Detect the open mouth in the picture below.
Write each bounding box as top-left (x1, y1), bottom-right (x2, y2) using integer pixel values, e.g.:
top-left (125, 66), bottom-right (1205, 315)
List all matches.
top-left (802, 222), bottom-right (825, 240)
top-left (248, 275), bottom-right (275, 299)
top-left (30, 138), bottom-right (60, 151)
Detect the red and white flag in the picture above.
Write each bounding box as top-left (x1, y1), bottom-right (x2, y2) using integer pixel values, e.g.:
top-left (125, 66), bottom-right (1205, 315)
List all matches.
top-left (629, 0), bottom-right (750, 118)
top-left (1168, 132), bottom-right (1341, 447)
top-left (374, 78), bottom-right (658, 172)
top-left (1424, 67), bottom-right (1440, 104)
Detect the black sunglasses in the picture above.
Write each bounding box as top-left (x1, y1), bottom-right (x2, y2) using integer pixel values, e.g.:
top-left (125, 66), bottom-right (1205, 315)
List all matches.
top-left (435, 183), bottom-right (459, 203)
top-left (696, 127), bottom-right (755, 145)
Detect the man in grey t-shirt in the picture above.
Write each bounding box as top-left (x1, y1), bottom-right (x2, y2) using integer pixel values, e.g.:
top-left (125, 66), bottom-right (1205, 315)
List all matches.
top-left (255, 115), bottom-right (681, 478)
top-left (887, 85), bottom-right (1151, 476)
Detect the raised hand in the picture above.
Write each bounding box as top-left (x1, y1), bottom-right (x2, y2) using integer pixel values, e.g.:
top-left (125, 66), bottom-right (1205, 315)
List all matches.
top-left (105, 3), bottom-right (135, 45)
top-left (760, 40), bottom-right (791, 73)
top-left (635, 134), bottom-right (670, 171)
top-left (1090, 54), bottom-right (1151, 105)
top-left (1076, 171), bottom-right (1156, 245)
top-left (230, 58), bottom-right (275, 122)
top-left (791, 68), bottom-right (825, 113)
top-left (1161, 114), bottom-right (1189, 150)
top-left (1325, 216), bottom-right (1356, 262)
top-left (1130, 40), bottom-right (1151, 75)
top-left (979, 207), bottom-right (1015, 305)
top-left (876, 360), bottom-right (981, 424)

□ □ □

The request: Rewrite every line of the records above as a JSON array of strings, one string per line, leaving out blank lines.

Task output:
[
  "Detect the open mouth in the picture below.",
  "Write each bounding box as top-left (x1, y1), bottom-right (x2, y2) using integer pixel values, e.g.:",
  "top-left (125, 66), bottom-right (1205, 315)",
  "List all matches.",
  "top-left (802, 222), bottom-right (825, 240)",
  "top-left (248, 275), bottom-right (275, 299)",
  "top-left (30, 138), bottom-right (60, 151)",
  "Detect the red and white flag in the picture above.",
  "Write each bounding box as top-left (x1, y1), bottom-right (x2, y2) using integer pixel values, e.g.:",
  "top-left (125, 66), bottom-right (1205, 315)",
  "List all matches.",
  "top-left (629, 0), bottom-right (750, 118)",
  "top-left (1168, 132), bottom-right (1341, 447)",
  "top-left (374, 78), bottom-right (658, 172)",
  "top-left (1424, 67), bottom-right (1440, 104)",
  "Detect the black sunglasses in the picture above.",
  "Write each bounding box as top-left (x1, y1), bottom-right (x2, y2) using integer pixel values, e.g.:",
  "top-left (125, 66), bottom-right (1205, 315)",
  "List all matches.",
  "top-left (435, 183), bottom-right (459, 203)",
  "top-left (696, 127), bottom-right (755, 145)",
  "Detect the man in grey t-shirt in the picture above.",
  "Write each bounding box as top-left (x1, y1), bottom-right (x2, y2) using integer pixel values, e.g.:",
  "top-left (125, 66), bottom-right (1205, 315)",
  "List all matches.",
  "top-left (255, 115), bottom-right (681, 478)",
  "top-left (887, 85), bottom-right (1151, 476)",
  "Detect the raised hand in the picture above.",
  "Write each bounding box as top-left (x1, y1), bottom-right (x2, y2) using integer pixel values, e.g.:",
  "top-left (125, 66), bottom-right (1205, 315)",
  "List all matches.",
  "top-left (105, 3), bottom-right (135, 45)",
  "top-left (760, 40), bottom-right (791, 73)",
  "top-left (635, 134), bottom-right (670, 171)",
  "top-left (1090, 54), bottom-right (1151, 105)",
  "top-left (1076, 171), bottom-right (1156, 245)",
  "top-left (230, 58), bottom-right (275, 122)",
  "top-left (791, 68), bottom-right (825, 113)",
  "top-left (1161, 114), bottom-right (1189, 150)",
  "top-left (1325, 216), bottom-right (1356, 262)",
  "top-left (1130, 40), bottom-right (1151, 75)",
  "top-left (979, 207), bottom-right (1015, 305)",
  "top-left (876, 360), bottom-right (981, 424)"
]